Scale the data from the line with "Outline the grass" to the line with "[6,143,100,335]", both included, and give back only those lines. Keep the request lines as they are, and multiply every bounding-box coordinate in the answers by 2.2, rounding to whole numbers with halves going up.

* **DATA LISTING**:

○ ○ ○ ○

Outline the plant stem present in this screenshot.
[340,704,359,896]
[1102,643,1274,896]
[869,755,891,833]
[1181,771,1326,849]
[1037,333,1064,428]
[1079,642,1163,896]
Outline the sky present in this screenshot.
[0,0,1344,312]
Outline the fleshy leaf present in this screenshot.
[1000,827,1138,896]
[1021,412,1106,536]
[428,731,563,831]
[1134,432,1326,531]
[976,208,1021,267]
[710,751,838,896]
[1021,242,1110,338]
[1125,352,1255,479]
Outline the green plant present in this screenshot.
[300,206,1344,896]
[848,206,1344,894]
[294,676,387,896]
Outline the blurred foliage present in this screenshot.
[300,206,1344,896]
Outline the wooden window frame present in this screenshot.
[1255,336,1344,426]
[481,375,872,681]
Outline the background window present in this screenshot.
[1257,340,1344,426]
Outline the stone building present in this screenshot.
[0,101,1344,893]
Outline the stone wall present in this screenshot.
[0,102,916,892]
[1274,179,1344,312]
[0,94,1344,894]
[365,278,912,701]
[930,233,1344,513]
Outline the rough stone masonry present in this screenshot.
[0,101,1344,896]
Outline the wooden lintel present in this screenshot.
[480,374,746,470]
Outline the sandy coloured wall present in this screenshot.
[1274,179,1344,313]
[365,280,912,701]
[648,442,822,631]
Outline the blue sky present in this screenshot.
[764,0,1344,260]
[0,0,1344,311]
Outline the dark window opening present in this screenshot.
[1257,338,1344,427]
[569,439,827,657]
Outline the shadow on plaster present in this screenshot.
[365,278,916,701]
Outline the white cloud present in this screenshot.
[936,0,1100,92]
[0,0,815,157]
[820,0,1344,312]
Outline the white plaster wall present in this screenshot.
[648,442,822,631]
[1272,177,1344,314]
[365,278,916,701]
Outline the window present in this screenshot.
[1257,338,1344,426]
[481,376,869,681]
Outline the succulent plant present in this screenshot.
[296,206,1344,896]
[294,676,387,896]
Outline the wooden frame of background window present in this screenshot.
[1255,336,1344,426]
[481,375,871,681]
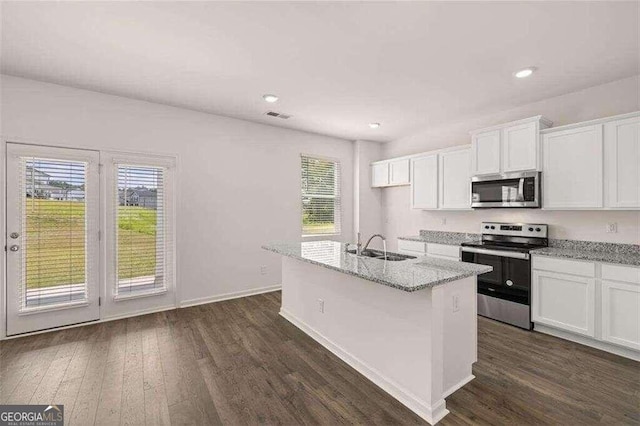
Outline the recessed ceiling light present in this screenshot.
[513,67,536,78]
[262,95,278,103]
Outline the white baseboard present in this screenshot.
[103,305,177,322]
[442,374,476,398]
[0,284,282,340]
[280,309,450,425]
[533,323,640,361]
[179,284,282,308]
[0,305,176,340]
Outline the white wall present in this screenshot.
[0,76,354,308]
[352,140,383,247]
[380,76,640,248]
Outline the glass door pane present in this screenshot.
[5,143,100,335]
[21,157,88,310]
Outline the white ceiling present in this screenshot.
[1,1,640,141]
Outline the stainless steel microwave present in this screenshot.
[471,172,542,209]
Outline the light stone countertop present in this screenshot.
[262,241,493,292]
[531,244,640,266]
[398,230,480,246]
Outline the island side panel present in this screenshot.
[281,258,464,423]
[441,276,478,397]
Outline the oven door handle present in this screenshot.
[462,247,529,260]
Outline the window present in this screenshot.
[112,162,173,299]
[301,155,341,236]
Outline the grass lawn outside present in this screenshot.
[24,198,156,289]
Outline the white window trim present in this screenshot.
[103,152,177,302]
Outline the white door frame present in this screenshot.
[5,143,100,335]
[0,138,181,340]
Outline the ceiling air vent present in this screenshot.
[265,111,291,120]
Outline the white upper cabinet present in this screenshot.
[389,159,409,185]
[542,124,603,210]
[471,116,551,176]
[371,158,409,187]
[471,130,500,175]
[411,154,438,209]
[604,117,640,209]
[371,163,389,187]
[438,148,471,210]
[502,122,540,173]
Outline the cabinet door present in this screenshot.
[602,280,640,350]
[604,117,640,209]
[502,122,539,172]
[389,159,409,185]
[411,154,438,209]
[531,271,595,337]
[439,149,471,210]
[471,130,500,176]
[542,124,603,209]
[371,163,389,187]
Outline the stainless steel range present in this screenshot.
[462,222,548,330]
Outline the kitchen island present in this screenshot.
[263,241,492,424]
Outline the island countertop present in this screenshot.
[262,241,493,292]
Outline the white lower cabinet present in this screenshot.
[531,255,640,359]
[531,271,596,337]
[602,280,640,350]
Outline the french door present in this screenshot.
[6,143,100,335]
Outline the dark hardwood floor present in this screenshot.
[0,293,640,425]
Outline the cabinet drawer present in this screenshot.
[427,243,460,259]
[398,240,427,254]
[602,264,640,285]
[532,256,596,277]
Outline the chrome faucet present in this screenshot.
[358,233,387,251]
[344,232,387,256]
[344,232,362,256]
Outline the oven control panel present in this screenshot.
[480,222,547,238]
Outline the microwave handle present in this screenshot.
[516,178,524,201]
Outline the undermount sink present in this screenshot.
[349,249,416,262]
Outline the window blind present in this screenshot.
[19,157,91,311]
[301,155,341,236]
[113,164,173,296]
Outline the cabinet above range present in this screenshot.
[470,115,553,176]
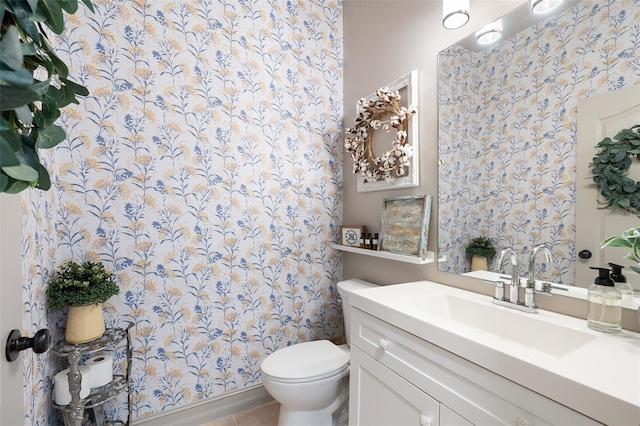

○ ○ ○ ○

* **RESPONSE TO THIS TASK**:
Outline the grass lawn outside present in this screenshot.
[53,436,343,636]
Outline the white window trim present in this screenshot.
[227,334,389,664]
Outline the white door frame present in this screenshot.
[11,315,220,737]
[0,304,398,748]
Outline the ceiling air vent present in this screenshot.
[583,244,640,264]
Outline the white upper cabinet present in this screenshot.
[856,350,900,407]
[1192,273,1327,462]
[1036,255,1212,387]
[816,348,900,411]
[1036,286,1100,385]
[904,339,964,460]
[1329,257,1408,460]
[816,359,856,411]
[964,326,1036,462]
[1104,268,1188,381]
Outline the cabinet door present in this screenshot.
[1324,616,1408,770]
[1329,257,1408,460]
[1104,268,1186,378]
[856,350,900,407]
[904,339,964,460]
[1168,596,1309,741]
[966,328,1036,462]
[1036,286,1100,387]
[1192,273,1327,460]
[816,359,856,411]
Outline the stainless steel range present in this screenshot.
[1016,488,1206,726]
Outline the kitchen island present in this screenshot.
[579,530,1082,933]
Outline the island countertop present in this screenshot.
[576,530,1085,642]
Outline the white lower cabinet present in this screenshot.
[1168,561,1408,790]
[1168,596,1311,741]
[1324,616,1408,770]
Outline the french door present in this screenshot.
[13,315,220,737]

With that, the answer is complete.